Teks Dokumen -
Jumat 22 Dec 2017 00:31 WIB

Masjid Kali Pasir, Nadi Islam di Pesisir Cisadane

Rep: Singgih Wiryono/ Red: Agus Yulianto
Sungai Cisadane, Kota Tangerang (Ilustrasi)
Foto: Republika/Ronggo Astungkoro
Sungai Cisadane, Kota Tangerang (Ilustrasi)

REPUBLIKA.CO.ID, Masjid Kali Pasir, menjadi saksi sejarah peradaban Islam di Kota Benteng (julukan Kota Tangerang). Masjid tua yang didirikan 1576 Masehi ini memiliki sejarah peradaban Islam bermula di pesisir Sungai Cisadane. Berawal dari petilasan, itu yang dikatakan mantan ketua Dewan Kemakmuran Masjid (DKM) Kali Pasir, Ahmad Sjahrodji.

Tempat bertapa dari seorang ulama keturunan kerajaan ini zaman Maulana Hasanudin, melakukan kunjungan fisik, kerajaan dari bogor, yakni kerajaan Padjajaran yang memiliki pengaruh kuat dalam penyebaran islam di Jawa Barat. "Ini adalah Patilasan. Patilasan itu adalah tempat bertapa dari seorang ulama, bernama Ki Engger Jati, mereka adalah orang-orang dari keluarga besar kerajaan galu kawalih," ujar dia saat ditemui Republika.co.id,  Kamis (21/12).

Data Tersimpan -
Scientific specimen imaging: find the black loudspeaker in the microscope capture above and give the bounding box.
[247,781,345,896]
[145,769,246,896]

Tugas Anda -
Lanjutkan artikel tentang Masjid Kali Pasir di atas, dimulai tepat sesudah kalimat terakhirnya.

Jawaban Tertulis -
Pria berusia 68 tahun ini menceritakan bagaimana Kali Pasir menjadi sentral penyebaran Islam di tanah Tangerang. Cisadane, yang dulunya adalah sarana transportasi dari arah Bogor ke bagian utara Jawa Barat memberikan sumbangsih penyebaran Islam yang berasal dari Padjajaran.

Masjid Kali Pasir berawal dari tempat persinggahan ulama-ulama terdahulu utusan kerajaan Padjajaran untuk menyebarkan Islam di wilayah kerajaan. Sebagai tempat bertapa, menapak tilas pembangunan Kali Pasir, masjid yang berdampingan dengan kelenteng tertua di Tangerang, Boen Tek Bio mulai berbentuk bangunan, seperti tempat singgah atau bale bambu saat didirikan oleh Arya Sepuh yang semasa dengan Maulana Hasanudin, atau lebih dikenal dengan Kiai Tobari.

"Awalnya ini patilasan, sederhana, setelah 1608, Pangeran Kuripan baru memperbaiki patilasan ini dengan tanah yang berwarna hitam, dan tiang pancang dari pohon kelapa, atap daun kelapa," ujar Ahmad.

Pendiri-pendiri Masjid Kali Pasir, kata dia merupakan pimpinan-pimpinan Kota Tangerang pada masa itu. Temanggung, kata dia, salah satunya adalah Temanggung Paku Wijaya yang memperbesar bangunan masjid Kali Pasir pada 1671.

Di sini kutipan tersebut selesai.